Description of the task:
All of the records must be restated exactly, with every line complete.

== The data ==

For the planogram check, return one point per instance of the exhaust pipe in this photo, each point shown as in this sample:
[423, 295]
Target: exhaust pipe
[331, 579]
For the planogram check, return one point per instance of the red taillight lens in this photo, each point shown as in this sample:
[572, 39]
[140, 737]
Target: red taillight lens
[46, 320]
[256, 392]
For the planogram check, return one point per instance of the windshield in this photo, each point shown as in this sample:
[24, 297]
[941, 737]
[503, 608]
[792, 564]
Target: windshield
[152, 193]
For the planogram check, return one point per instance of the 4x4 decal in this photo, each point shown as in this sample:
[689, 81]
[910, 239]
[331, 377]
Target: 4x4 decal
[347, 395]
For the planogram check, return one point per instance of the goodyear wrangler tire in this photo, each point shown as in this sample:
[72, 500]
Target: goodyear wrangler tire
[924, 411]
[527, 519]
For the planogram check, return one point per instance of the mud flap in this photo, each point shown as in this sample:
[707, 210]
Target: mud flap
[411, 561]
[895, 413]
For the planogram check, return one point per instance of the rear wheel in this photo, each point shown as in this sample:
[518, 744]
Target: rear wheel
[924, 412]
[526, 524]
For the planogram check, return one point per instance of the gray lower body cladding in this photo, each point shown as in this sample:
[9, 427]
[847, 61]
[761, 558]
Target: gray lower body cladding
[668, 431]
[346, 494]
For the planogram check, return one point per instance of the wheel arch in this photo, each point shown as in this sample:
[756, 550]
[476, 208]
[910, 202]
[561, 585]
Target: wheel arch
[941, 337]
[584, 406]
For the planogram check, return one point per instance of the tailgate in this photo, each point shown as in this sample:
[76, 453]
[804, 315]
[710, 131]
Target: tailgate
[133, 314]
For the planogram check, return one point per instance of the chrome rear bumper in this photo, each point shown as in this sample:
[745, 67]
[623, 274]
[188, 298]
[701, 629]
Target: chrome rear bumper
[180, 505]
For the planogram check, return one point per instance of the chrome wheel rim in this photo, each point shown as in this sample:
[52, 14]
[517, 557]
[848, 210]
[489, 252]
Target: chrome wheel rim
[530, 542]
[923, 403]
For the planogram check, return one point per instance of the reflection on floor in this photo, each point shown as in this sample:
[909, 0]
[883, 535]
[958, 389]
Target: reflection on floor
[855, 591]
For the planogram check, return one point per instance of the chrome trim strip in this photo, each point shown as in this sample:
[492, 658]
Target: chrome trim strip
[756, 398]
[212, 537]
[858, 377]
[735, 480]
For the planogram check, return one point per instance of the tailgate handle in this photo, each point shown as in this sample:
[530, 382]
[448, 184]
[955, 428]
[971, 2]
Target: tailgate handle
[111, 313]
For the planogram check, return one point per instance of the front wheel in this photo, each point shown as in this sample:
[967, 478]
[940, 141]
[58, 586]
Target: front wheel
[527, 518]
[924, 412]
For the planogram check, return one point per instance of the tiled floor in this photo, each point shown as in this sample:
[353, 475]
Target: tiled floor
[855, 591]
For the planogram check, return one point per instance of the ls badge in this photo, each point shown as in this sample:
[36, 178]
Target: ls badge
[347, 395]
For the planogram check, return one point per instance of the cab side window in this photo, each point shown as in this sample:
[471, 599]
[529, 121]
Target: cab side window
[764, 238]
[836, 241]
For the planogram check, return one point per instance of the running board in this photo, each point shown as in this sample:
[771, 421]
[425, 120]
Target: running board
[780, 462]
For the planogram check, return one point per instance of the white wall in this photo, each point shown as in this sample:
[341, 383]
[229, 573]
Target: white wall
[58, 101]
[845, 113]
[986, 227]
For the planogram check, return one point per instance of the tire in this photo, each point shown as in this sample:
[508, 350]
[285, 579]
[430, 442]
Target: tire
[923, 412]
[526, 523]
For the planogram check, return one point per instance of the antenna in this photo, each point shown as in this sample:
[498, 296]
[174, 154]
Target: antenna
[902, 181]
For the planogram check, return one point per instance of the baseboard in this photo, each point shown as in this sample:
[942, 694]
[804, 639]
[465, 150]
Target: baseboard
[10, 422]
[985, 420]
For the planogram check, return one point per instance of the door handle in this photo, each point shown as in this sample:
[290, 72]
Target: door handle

===

Output of the task:
For the planogram check, return one point per instance of the exhaust pipe in this photo, each point shown as in this sample:
[423, 295]
Target: exhaust pipe
[331, 579]
For the planogram check, return one point per instance of the red taillight lens in this photo, each point shown as in this sample:
[572, 39]
[140, 737]
Target: red taillight lens
[46, 320]
[256, 392]
For the planogram check, return one point per instance of the windshield in this photo, each point shown as in this sample:
[24, 297]
[941, 737]
[503, 608]
[792, 564]
Target: windshield
[152, 193]
For the planogram check, return one point per instance of the 4x4 decal in this photo, each point shown as in this sample:
[689, 81]
[910, 239]
[331, 377]
Target: 4x4 decal
[347, 395]
For the planogram check, return one point per instance of the goodyear wrangler tire in this photo, each point shown as in this sample:
[72, 500]
Target: goodyear wrangler tire
[924, 411]
[527, 519]
For the planogram check, return one point per instance of the mud flap in this photo, each point shown as in this sample:
[707, 210]
Target: mud flap
[411, 561]
[895, 413]
For the planogram check, return one point per instance of the rear wheel in this photo, each point shown as in this sample:
[518, 744]
Target: rear wheel
[924, 412]
[526, 524]
For the planogram check, return one point per instance of the gray lower body cladding in this photo, each point shown as in this sample:
[9, 427]
[847, 61]
[761, 558]
Target: gray lower body cladding
[668, 431]
[346, 494]
For the planogram check, return one point per instance of the wheel arch in this photo, each point shown as in this sample:
[756, 550]
[476, 208]
[910, 202]
[561, 585]
Target: wheel arch
[941, 337]
[584, 406]
For the planogram check, return one point per instance of the tailgate in this photo, each point shown as in this sample:
[76, 453]
[804, 315]
[710, 131]
Target: tailgate
[133, 314]
For the planogram check, return one point per instance of the chrome rear bumper in this photo, each point shown as in this sample:
[745, 67]
[623, 274]
[188, 298]
[701, 629]
Target: chrome rear bumper
[180, 505]
For the planogram check, return one point per instance of the chrome wheel rim in this photo, each point shown as in this sample:
[52, 14]
[517, 557]
[848, 210]
[489, 252]
Target: chrome wheel rim
[530, 542]
[923, 403]
For the planogram check, return one point per instance of the reflection on floor in this photo, each point shown as in this sample:
[909, 0]
[883, 535]
[958, 389]
Target: reflection on floor
[855, 591]
For the planogram check, return one point per instance of the chrome trim strip in this photo, each point shown as in this sample:
[492, 658]
Target: chrome trim strip
[756, 398]
[212, 537]
[858, 377]
[735, 480]
For the planogram check, return one point per instance of the tailgate handle in this photo, each point shown as in this sample:
[530, 382]
[448, 184]
[955, 428]
[971, 2]
Target: tailgate handle
[111, 313]
For the planogram check, return one point per instance of the front wheel in this photo, each point shown as in this sample:
[967, 478]
[940, 141]
[58, 586]
Target: front wheel
[527, 518]
[924, 412]
For the planogram check, return one point per instance of the tiled floor in this photo, each point shown as in this sample:
[353, 475]
Target: tiled floor
[855, 591]
For the planogram check, return one point per instance of the ls badge in this photo, each point shown as in this sample:
[36, 178]
Target: ls badge
[347, 395]
For the planogram check, return one point per instance of the cab side window in this photo, each point shown as in this sample:
[471, 599]
[529, 121]
Target: cab side window
[764, 238]
[836, 241]
For the planogram check, return one point per instance of the running board in this photo, each point shown as in this sample:
[771, 421]
[425, 120]
Target: running board
[780, 462]
For the planogram check, return one point per instance of the white wall in this photo, each point shown as in this sample:
[341, 383]
[229, 573]
Target: white wall
[58, 101]
[845, 113]
[986, 227]
For the planogram check, return one point per instance of the tire in this photo, each point shown as in this sample:
[508, 350]
[285, 579]
[430, 442]
Target: tire
[923, 412]
[526, 523]
For the planogram check, return one point per instance of the antenna in this photo, each point shown as in this sample:
[498, 296]
[174, 154]
Target: antenna
[902, 181]
For the planogram check, return one point per instance of the baseboard in this photo, each point shown as in this sample:
[942, 694]
[804, 639]
[465, 150]
Target: baseboard
[10, 422]
[985, 420]
For the planogram check, return one point per instance of the door handle in this photo, each point shown as in this sample:
[290, 72]
Target: door handle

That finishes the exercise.